►

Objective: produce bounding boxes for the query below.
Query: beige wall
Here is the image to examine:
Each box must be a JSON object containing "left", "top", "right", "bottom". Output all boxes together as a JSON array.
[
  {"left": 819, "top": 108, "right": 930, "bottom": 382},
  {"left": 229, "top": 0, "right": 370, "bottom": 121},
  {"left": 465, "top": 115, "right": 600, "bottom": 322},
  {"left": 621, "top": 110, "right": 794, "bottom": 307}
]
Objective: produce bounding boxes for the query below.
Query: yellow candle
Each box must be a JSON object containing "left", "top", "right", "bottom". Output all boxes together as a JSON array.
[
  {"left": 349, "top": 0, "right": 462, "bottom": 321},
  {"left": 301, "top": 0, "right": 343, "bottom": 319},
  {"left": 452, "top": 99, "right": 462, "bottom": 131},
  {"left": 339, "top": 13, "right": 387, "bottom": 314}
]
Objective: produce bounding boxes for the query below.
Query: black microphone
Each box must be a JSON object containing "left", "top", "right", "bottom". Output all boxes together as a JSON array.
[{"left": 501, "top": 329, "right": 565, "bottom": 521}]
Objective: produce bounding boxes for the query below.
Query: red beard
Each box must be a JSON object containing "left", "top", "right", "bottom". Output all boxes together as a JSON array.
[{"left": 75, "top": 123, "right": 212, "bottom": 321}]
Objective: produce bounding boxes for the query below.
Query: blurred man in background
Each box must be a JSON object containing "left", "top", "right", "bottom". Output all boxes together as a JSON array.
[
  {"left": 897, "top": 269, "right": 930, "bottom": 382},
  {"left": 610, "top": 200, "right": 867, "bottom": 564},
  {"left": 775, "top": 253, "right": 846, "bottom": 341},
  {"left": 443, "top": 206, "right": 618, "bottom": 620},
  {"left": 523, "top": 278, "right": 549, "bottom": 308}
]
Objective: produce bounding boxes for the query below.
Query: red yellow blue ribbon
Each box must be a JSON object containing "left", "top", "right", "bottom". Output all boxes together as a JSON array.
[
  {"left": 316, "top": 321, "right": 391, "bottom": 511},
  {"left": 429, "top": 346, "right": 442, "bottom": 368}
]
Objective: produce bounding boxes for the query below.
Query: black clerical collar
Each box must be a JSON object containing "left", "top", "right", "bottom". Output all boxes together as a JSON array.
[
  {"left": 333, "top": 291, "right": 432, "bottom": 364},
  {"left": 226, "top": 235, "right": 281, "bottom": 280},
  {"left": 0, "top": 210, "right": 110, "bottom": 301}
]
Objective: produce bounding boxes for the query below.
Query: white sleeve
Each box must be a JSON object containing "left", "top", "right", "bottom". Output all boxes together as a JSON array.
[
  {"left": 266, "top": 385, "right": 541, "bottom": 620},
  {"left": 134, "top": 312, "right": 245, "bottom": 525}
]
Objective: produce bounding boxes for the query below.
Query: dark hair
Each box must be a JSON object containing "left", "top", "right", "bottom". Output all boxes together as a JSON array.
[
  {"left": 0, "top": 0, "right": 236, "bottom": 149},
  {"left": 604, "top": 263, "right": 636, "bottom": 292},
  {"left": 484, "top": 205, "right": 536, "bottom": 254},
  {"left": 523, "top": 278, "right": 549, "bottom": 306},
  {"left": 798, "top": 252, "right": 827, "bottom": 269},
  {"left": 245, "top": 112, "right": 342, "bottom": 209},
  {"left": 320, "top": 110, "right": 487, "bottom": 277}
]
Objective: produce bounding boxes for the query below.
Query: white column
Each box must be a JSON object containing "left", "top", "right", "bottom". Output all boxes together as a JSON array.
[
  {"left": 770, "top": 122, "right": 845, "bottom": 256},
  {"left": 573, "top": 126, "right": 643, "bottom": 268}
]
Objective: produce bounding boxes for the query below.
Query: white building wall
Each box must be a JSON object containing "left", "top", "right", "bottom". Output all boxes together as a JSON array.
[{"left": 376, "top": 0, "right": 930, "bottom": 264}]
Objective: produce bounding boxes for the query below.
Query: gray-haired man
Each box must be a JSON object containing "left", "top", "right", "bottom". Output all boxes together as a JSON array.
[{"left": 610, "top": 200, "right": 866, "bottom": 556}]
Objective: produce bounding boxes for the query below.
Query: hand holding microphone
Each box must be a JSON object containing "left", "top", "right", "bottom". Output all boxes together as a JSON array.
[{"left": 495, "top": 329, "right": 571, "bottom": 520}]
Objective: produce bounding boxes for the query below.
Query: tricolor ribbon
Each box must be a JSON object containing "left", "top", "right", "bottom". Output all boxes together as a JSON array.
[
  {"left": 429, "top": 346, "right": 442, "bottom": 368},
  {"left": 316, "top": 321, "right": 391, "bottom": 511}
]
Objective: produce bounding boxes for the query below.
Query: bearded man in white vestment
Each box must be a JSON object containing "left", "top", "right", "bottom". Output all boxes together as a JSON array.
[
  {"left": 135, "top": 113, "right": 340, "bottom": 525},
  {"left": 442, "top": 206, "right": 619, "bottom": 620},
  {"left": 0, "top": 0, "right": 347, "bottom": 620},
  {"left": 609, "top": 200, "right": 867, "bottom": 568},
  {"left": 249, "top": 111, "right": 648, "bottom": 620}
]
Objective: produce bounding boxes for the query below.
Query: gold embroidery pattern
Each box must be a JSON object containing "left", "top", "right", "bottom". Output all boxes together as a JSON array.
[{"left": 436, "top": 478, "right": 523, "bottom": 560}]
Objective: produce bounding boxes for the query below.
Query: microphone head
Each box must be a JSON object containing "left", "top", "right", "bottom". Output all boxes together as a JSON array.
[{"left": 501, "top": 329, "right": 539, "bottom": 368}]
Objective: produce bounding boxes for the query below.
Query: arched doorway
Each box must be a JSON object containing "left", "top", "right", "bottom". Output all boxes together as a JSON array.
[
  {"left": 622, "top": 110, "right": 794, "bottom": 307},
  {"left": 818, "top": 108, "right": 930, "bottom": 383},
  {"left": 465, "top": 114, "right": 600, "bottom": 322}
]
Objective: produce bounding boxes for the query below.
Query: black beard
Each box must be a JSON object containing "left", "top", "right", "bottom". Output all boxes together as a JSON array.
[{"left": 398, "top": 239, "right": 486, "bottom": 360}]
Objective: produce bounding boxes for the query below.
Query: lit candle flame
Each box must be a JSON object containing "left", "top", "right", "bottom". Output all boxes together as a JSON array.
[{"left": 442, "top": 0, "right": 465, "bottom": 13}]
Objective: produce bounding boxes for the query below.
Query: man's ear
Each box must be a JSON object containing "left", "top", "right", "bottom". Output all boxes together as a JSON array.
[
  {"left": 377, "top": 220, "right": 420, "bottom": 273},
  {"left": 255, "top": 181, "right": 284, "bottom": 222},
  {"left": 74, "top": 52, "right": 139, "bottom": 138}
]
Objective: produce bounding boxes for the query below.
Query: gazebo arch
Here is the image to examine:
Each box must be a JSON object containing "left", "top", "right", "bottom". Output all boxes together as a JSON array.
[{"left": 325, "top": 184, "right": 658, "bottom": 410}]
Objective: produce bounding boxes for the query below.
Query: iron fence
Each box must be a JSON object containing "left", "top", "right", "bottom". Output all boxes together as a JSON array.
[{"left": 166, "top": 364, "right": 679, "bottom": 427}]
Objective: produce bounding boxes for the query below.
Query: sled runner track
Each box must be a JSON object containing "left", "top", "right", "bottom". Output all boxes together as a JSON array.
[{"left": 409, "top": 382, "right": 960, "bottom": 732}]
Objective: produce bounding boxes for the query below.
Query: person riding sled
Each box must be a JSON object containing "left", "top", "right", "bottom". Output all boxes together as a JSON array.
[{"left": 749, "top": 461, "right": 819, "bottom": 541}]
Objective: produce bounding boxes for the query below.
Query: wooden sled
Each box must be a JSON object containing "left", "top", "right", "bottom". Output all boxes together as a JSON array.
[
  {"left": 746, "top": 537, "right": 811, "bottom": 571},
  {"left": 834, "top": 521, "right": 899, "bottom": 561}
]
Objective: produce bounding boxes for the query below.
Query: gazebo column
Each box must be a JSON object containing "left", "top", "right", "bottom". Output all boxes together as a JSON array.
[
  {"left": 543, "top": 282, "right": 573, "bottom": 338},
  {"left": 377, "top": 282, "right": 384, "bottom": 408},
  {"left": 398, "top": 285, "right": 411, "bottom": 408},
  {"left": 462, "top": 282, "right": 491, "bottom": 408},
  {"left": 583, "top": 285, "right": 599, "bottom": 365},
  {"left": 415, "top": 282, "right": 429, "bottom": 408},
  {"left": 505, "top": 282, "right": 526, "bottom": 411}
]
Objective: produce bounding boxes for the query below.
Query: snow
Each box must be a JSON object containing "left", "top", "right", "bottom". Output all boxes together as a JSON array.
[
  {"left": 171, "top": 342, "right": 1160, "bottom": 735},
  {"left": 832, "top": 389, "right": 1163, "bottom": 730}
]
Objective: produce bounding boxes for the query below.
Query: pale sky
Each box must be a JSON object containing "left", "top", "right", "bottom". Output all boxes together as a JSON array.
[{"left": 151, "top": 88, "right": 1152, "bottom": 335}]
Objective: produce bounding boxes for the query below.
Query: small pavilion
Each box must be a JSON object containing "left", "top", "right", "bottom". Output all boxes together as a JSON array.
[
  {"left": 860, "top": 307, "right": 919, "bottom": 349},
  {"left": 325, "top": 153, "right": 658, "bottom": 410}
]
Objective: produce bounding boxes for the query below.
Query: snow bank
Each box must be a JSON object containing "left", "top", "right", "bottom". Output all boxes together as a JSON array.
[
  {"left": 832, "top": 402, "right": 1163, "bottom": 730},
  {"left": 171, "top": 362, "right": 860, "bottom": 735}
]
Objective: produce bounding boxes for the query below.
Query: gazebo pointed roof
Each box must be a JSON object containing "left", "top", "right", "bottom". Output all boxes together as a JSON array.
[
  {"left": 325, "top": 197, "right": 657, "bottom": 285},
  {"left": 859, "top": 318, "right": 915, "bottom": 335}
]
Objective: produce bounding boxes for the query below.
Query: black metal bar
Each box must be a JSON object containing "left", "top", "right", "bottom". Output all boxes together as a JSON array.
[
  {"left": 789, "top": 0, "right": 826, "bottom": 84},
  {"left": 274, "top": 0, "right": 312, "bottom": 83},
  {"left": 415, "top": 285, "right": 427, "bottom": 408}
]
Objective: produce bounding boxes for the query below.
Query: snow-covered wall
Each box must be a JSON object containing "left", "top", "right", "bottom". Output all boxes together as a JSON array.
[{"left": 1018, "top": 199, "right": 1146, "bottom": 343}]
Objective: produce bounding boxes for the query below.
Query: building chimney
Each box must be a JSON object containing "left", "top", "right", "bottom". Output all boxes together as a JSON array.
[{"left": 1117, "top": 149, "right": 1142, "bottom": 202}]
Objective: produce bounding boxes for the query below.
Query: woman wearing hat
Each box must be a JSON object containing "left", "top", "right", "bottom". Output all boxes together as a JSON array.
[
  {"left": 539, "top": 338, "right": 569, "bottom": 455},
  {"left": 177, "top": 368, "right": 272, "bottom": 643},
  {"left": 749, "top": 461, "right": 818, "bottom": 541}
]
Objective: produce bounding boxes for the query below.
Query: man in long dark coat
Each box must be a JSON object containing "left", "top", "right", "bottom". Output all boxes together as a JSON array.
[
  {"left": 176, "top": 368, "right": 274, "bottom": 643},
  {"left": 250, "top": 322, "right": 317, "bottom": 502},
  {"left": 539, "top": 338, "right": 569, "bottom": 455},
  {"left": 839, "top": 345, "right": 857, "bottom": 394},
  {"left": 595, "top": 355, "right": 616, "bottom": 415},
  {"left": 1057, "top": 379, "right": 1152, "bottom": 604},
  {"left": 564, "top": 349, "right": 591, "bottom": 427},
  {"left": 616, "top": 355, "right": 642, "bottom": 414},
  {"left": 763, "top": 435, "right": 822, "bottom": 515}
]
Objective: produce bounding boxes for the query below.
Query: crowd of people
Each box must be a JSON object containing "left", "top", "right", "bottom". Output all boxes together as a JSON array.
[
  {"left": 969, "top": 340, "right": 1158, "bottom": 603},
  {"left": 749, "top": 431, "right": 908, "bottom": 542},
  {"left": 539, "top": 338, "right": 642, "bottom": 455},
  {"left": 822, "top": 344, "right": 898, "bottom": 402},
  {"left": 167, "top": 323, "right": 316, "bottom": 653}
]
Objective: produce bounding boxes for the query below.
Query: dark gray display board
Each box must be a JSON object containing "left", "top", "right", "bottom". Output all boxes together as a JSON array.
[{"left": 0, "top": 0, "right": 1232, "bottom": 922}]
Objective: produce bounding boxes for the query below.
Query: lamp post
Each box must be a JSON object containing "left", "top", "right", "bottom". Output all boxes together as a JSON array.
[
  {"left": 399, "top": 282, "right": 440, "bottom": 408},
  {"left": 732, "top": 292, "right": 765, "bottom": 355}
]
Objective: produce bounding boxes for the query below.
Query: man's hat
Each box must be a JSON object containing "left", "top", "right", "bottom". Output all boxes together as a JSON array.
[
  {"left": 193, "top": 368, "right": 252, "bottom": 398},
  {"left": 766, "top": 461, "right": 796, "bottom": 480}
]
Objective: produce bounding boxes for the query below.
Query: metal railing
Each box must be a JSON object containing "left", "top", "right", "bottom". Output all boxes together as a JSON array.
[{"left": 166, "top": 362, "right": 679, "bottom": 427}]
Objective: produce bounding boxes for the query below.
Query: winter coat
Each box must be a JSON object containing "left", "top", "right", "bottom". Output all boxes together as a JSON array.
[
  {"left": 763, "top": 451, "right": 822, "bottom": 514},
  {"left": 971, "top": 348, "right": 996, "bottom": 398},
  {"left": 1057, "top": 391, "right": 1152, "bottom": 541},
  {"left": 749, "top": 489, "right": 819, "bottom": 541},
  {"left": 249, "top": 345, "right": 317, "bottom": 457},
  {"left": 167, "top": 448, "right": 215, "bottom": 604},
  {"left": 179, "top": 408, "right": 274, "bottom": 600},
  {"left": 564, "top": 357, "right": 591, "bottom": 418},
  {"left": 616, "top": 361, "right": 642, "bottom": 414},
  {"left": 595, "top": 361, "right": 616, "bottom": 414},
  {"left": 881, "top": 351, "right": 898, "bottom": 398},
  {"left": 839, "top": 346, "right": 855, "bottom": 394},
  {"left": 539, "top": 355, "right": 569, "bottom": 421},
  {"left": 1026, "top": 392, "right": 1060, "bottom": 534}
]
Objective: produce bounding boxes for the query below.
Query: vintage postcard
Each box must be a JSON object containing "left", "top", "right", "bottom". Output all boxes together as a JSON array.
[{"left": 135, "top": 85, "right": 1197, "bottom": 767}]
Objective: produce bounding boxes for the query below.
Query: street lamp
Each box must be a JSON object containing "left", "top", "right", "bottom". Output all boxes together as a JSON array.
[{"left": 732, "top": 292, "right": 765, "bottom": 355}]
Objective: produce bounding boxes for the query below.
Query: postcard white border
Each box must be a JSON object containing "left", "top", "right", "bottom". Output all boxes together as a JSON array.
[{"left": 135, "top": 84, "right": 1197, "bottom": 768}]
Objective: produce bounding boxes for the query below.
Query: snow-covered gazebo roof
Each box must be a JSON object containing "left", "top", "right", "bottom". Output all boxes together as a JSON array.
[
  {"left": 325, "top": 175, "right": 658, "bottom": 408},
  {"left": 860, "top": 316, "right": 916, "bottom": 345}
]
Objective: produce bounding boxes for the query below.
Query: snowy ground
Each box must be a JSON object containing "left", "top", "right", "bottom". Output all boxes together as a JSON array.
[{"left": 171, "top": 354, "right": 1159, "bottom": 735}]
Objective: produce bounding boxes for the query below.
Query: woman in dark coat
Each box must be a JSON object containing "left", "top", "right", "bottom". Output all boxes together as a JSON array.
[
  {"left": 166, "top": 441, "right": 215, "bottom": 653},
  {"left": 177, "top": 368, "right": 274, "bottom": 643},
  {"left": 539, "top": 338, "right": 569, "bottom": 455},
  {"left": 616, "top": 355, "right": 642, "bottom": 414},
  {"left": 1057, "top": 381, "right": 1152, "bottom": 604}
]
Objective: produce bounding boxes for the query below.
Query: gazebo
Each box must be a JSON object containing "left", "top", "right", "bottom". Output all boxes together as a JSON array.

◄

EXERCISE INSTRUCTIONS
Report how many lines in the items above contain the word "white", counting only matches with the same capitalization. Give the number alone.

TASK ANSWER
5